Force is finite in so far as its moments still have the form of immediacy; its presupposing and its self-relating reflection are distinct in this determination: the former appears as an independently subsisting external force, and the other, in its relation to it, as passive. Force is thus conditioned in respect of form and likewise restricted with respect to content; for a for -determinateness also implies a restriction of content. But the activity of force consists in expressing itself, that is, as we have seen, in sublating externality and determining it as that in which it is identical with itself. Therefore what force in truth expresses is that its relation to other is relation to itself, that its passivity consists in its very activity. The impulse by which it is solicited into activity is its own soliciting; the externality which affects it is not an immediate but is mediated by force itself; just as its own essential identity-with-self is not immediate but is mediated by its negation. In other words, what force expresses is this, that its externality is identical with its inwardness.

WHAT IS NEEDED: Reproduce the full passage on the finitude and expression of force, word for word.

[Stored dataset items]
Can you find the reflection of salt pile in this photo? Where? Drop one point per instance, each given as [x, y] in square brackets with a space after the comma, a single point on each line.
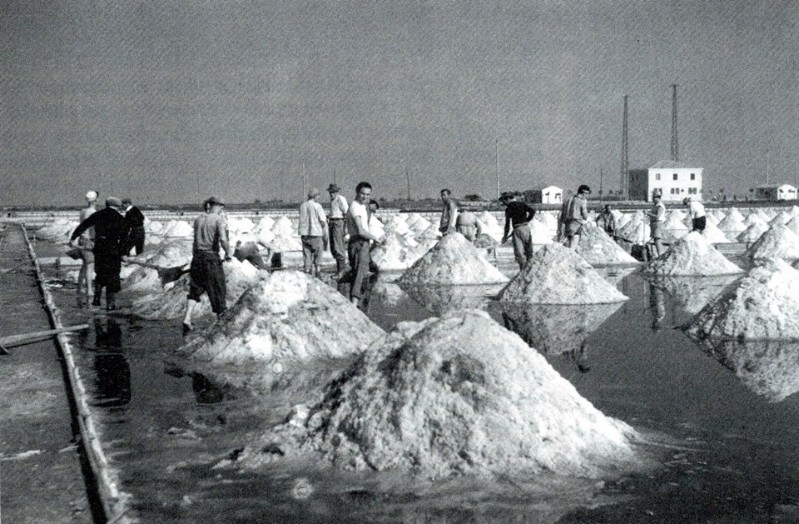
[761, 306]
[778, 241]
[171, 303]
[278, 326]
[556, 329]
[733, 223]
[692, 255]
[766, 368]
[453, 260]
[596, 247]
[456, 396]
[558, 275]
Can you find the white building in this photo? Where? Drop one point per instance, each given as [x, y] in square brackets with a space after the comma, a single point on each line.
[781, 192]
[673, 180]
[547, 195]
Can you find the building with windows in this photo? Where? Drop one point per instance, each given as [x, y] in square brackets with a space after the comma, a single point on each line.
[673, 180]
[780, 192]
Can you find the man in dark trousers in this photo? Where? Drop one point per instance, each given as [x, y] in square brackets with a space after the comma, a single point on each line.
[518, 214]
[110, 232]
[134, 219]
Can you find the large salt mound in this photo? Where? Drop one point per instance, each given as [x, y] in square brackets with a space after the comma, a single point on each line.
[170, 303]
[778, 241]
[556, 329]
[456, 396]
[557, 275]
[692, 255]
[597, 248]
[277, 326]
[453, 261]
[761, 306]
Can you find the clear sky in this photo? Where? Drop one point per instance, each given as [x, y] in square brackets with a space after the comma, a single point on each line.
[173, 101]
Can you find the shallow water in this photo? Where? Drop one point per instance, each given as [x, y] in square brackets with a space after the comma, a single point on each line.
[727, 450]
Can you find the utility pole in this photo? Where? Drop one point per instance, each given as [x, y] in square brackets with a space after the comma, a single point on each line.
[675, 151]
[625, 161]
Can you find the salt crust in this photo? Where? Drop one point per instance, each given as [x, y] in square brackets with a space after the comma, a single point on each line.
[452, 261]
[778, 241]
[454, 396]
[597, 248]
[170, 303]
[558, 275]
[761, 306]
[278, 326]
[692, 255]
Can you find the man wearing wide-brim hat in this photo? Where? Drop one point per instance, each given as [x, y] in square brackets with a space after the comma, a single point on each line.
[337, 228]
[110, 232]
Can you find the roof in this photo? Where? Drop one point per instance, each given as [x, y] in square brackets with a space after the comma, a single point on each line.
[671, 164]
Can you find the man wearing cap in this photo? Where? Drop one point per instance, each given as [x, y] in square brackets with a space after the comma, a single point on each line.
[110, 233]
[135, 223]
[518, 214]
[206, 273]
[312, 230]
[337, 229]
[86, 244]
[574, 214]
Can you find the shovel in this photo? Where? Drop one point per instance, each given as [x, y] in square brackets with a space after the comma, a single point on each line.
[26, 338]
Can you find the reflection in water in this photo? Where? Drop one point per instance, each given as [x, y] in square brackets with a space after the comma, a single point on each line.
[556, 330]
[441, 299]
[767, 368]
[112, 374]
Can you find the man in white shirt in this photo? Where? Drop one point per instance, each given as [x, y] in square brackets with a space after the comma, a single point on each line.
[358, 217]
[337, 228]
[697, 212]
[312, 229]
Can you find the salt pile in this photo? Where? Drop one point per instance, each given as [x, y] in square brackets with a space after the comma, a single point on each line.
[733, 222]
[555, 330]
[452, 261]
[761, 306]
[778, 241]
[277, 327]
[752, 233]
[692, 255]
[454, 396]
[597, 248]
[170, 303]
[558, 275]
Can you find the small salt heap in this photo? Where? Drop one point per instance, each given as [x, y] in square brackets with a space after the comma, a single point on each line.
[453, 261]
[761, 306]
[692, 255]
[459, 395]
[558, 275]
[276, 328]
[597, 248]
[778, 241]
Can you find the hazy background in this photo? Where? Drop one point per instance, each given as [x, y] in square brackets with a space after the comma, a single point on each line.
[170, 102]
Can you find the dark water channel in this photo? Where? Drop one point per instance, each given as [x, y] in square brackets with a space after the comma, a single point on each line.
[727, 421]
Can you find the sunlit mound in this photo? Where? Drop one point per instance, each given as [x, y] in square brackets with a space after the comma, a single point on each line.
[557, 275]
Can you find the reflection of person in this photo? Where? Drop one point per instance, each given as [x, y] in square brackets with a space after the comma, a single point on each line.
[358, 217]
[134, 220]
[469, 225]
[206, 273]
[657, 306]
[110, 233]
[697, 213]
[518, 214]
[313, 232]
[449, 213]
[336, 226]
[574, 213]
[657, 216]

EXERCISE ANSWER:
Force is finite in so far as its moments still have the form of immediacy; its presupposing and its self-relating reflection are distinct in this determination: the former appears as an independently subsisting external force, and the other, in its relation to it, as passive. Force is thus conditioned in respect of form and likewise restricted with respect to content; for a for -determinateness also implies a restriction of content. But the activity of force consists in expressing itself, that is, as we have seen, in sublating externality and determining it as that in which it is identical with itself. Therefore what force in truth expresses is that its relation to other is relation to itself, that its passivity consists in its very activity. The impulse by which it is solicited into activity is its own soliciting; the externality which affects it is not an immediate but is mediated by force itself; just as its own essential identity-with-self is not immediate but is mediated by its negation. In other words, what force expresses is this, that its externality is identical with its inwardness.